### Opdrachten
1. Verander in het tekstfragment over tumoren het stuk van "Hoe roepen tumoren" tot "de tumor vervolgens?" door "immuunsysteem" te vervangen door "afweersysteem", en schrijf dat stuk opnieuw op.
2. Schrijf de alinea uit het tekstfragment over tumoren die begint met "Maar ook een tumor" alsjeblieft korter, met behoud van de belangrijkste feiten.

── Tekstfragment

Hoe roepen tumoren ontstekingsreacties op?
“Bij de klassieke ontstekingsreactie, bijvoorbeeld in het geval van een geïnfecteerd wondje, activeren bacteriën cellen van het immuunsysteem. Ze scheiden stofjes uit waar de receptoren van immuuncellen aan binden. Dat is op zich positief, want zo maakt je lichaam de ongewenste binnendringers een kopje kleiner.”
“Maar ook een tumor kan zo’n reactie bewerkstelligen. Hij fopt het lichaam door ook ontstekingsachtige stofjes af te scheiden. Dit proces begint zodra de tumor necrotisch wordt: als cellen doodgaan en zich in het midden van de tumor een prutje dode cellen begint op te stapelen.”
Hoe helpt zo’n ontstekingsreactie de tumor vervolgens?

────
── Datasetgegevens

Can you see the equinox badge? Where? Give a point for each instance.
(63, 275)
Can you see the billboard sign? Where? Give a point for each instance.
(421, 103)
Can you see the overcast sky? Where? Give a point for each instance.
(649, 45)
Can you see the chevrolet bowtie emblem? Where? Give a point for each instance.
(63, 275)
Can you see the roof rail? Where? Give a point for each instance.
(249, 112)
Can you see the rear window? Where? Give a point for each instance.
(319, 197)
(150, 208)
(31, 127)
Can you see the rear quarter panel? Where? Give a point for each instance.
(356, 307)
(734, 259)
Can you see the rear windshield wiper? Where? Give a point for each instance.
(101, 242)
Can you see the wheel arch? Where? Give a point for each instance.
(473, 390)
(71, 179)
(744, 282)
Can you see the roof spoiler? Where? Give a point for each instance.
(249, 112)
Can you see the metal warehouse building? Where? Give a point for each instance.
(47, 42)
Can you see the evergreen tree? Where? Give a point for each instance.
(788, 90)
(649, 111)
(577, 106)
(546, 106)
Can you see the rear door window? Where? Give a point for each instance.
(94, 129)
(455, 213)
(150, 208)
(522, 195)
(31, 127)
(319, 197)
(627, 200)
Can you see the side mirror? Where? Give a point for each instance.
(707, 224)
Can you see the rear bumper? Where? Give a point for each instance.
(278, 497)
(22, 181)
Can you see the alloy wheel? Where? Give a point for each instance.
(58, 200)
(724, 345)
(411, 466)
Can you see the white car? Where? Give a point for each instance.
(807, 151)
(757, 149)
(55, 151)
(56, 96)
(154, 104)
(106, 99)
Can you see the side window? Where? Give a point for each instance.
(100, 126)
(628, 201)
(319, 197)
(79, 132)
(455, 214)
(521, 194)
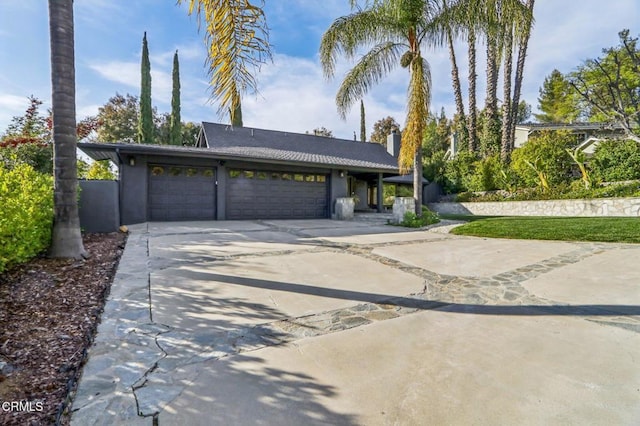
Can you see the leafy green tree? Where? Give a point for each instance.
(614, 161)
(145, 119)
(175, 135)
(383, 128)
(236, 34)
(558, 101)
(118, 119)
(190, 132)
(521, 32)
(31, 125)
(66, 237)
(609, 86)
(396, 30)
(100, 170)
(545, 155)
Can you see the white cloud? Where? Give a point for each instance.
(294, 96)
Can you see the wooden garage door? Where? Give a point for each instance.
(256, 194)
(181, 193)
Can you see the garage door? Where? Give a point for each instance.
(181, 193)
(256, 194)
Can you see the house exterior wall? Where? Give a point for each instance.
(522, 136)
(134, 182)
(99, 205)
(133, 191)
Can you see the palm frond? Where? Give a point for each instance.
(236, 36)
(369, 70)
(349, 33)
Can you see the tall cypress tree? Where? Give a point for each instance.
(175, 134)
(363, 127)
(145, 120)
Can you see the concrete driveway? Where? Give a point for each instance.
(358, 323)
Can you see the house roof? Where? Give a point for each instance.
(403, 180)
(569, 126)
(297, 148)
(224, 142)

────
── Datasetgegevens

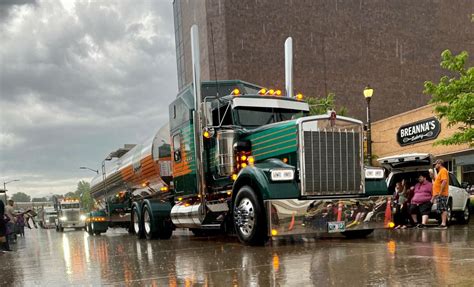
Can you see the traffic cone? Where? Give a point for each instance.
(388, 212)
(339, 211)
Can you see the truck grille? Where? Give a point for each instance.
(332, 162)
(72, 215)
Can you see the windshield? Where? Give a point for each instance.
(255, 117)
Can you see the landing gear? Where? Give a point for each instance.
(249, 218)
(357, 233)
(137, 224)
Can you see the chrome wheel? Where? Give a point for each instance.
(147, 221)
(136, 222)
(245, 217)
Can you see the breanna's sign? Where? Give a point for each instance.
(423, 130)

────
── Datasetgegevens

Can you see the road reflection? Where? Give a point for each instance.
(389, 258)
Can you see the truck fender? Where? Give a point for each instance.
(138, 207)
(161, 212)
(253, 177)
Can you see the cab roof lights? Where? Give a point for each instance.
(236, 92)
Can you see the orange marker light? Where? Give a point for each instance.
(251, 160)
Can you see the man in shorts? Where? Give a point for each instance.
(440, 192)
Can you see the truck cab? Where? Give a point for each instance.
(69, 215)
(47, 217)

────

### Uitgewerkte opdrachten
1.
Hoe roepen tumoren ontstekingsreacties op?
“Bij de klassieke ontstekingsreactie, bijvoorbeeld in het geval van een geïnfecteerd wondje, activeren bacteriën cellen van het afweersysteem. Ze scheiden stofjes uit waar de receptoren van immuuncellen aan binden. Dat is op zich positief, want zo maakt je lichaam de ongewenste binnendringers een kopje kleiner.”
“Maar ook een tumor kan zo’n reactie bewerkstelligen. Hij fopt het lichaam door ook ontstekingsachtige stofjes af te scheiden. Dit proces begint zodra de tumor necrotisch wordt: als cellen doodgaan en zich in het midden van de tumor een prutje dode cellen begint op te stapelen.”
Hoe helpt zo’n ontstekingsreactie de tumor vervolgens?

2. Ook een tumor kan een ontstekingsreactie veroorzaken: hij fopt het lichaam door ontstekingsachtige stofjes af te scheiden. Dat begint zodra de tumor necrotisch wordt, wanneer cellen doodgaan en zich in het midden een prutje dode cellen opstapelt.